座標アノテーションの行
╭──

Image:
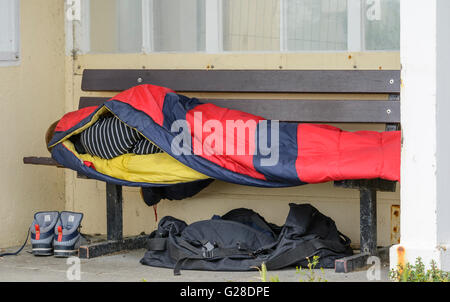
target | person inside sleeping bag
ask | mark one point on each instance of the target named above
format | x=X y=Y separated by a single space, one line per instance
x=109 y=137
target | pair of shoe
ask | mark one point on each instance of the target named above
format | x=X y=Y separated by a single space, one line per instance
x=55 y=233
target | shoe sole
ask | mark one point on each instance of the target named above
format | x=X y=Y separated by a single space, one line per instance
x=42 y=251
x=64 y=253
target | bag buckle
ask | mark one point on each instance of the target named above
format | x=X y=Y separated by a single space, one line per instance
x=208 y=250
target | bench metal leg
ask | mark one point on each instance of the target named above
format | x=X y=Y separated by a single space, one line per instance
x=114 y=215
x=368 y=230
x=114 y=225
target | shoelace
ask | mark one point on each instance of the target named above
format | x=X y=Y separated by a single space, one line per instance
x=21 y=248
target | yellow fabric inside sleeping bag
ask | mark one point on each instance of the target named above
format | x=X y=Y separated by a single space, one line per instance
x=158 y=168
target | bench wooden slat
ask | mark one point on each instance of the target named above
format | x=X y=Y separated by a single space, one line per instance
x=298 y=81
x=336 y=111
x=45 y=161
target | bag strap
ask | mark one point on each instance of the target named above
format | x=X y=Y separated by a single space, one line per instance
x=302 y=251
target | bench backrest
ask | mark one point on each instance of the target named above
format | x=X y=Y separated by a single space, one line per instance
x=339 y=110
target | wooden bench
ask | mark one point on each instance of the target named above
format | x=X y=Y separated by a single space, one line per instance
x=337 y=110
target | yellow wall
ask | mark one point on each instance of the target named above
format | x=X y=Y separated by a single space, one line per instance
x=31 y=96
x=341 y=204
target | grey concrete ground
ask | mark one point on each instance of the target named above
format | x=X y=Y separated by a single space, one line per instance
x=125 y=267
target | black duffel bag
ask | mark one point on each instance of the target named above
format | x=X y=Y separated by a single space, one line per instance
x=242 y=240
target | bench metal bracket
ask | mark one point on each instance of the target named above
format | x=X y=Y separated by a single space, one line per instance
x=114 y=225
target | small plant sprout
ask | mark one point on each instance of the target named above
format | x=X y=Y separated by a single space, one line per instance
x=418 y=273
x=309 y=274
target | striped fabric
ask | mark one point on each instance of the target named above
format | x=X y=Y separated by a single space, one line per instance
x=109 y=138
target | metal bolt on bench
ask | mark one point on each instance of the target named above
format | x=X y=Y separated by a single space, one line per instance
x=339 y=110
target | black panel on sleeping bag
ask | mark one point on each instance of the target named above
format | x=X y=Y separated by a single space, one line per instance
x=181 y=191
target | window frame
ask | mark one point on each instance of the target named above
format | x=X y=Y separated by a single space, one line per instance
x=214 y=29
x=12 y=56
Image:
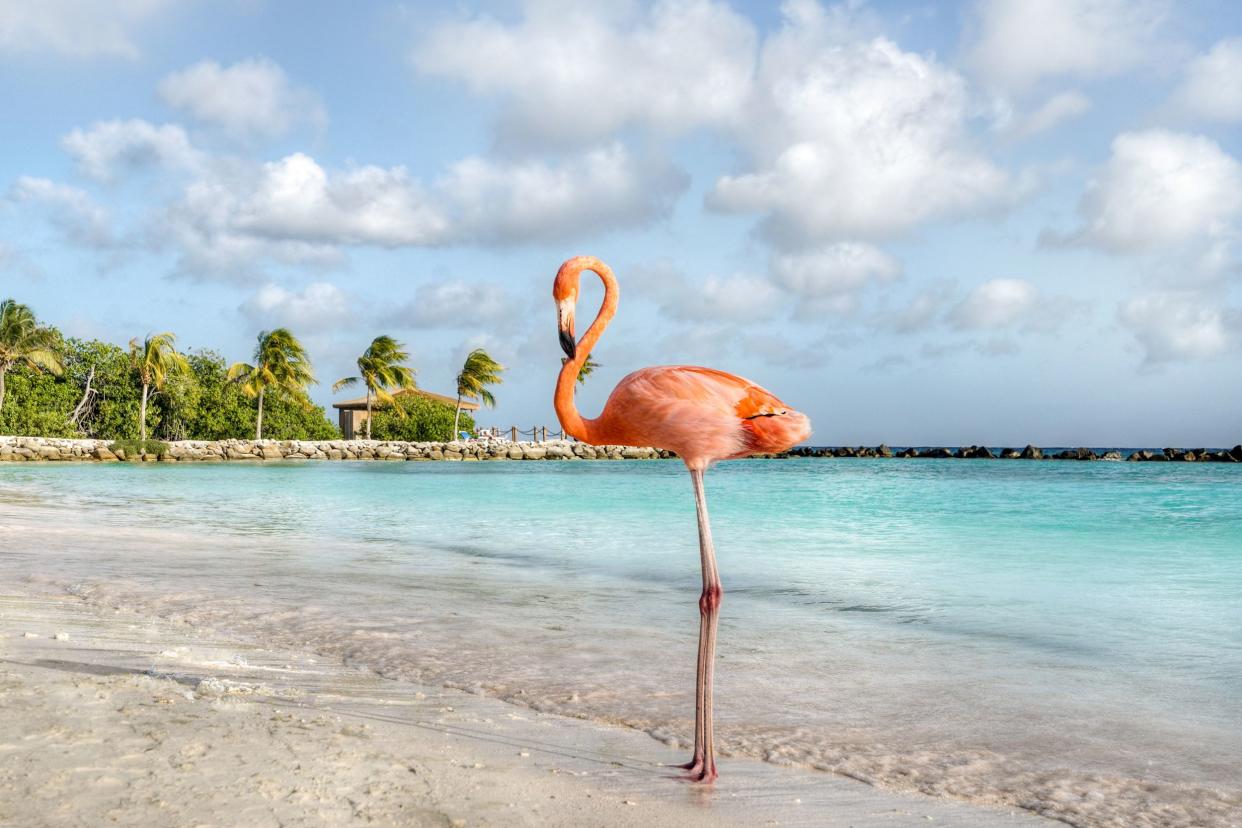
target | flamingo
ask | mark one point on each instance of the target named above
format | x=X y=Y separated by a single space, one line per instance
x=699 y=414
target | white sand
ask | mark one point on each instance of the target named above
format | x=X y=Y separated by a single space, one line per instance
x=108 y=718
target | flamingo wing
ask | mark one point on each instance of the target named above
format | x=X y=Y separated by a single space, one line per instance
x=701 y=414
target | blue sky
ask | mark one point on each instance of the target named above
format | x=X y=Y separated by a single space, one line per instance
x=919 y=222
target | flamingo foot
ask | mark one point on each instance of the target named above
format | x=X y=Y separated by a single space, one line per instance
x=701 y=772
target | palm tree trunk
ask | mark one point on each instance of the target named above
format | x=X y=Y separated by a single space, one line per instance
x=142 y=415
x=258 y=423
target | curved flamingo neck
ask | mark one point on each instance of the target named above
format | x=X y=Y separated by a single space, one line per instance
x=566 y=411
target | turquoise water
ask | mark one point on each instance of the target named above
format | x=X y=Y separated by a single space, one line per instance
x=1015 y=631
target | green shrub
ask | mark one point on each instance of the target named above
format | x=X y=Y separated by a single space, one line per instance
x=425 y=421
x=135 y=448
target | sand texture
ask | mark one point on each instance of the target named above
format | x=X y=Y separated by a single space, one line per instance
x=116 y=719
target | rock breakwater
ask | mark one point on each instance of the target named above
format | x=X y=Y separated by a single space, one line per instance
x=47 y=448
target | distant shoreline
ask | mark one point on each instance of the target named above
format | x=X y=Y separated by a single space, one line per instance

╰──

» **依頼内容**
「target | bench metal bracket」を含む行から始め、「x=181 y=191」を含む行で終わるまで、両端の行も含めて一字も変えずに書き写してもらえますか。

» **回答**
target | bench metal bracket
ask | mark one point on each instance of the target named above
format | x=X y=Y separated by a single space, one line per instance
x=114 y=225
target | small plant sprout
ask | mark one point on each instance of the target named above
format | x=X y=Y separated by a single space, one line per instance
x=418 y=273
x=309 y=274
target | striped fabric
ask | mark one point on each instance of the target named above
format | x=X y=Y separated by a single space, one line per instance
x=109 y=138
target | metal bolt on bench
ask | mark one point on each instance of the target named above
format | x=X y=Y separated by a single space, one line per instance
x=339 y=110
target | black panel on sleeping bag
ask | mark one point on each instance of the target named above
format | x=X y=Y separated by a single space, one line per instance
x=181 y=191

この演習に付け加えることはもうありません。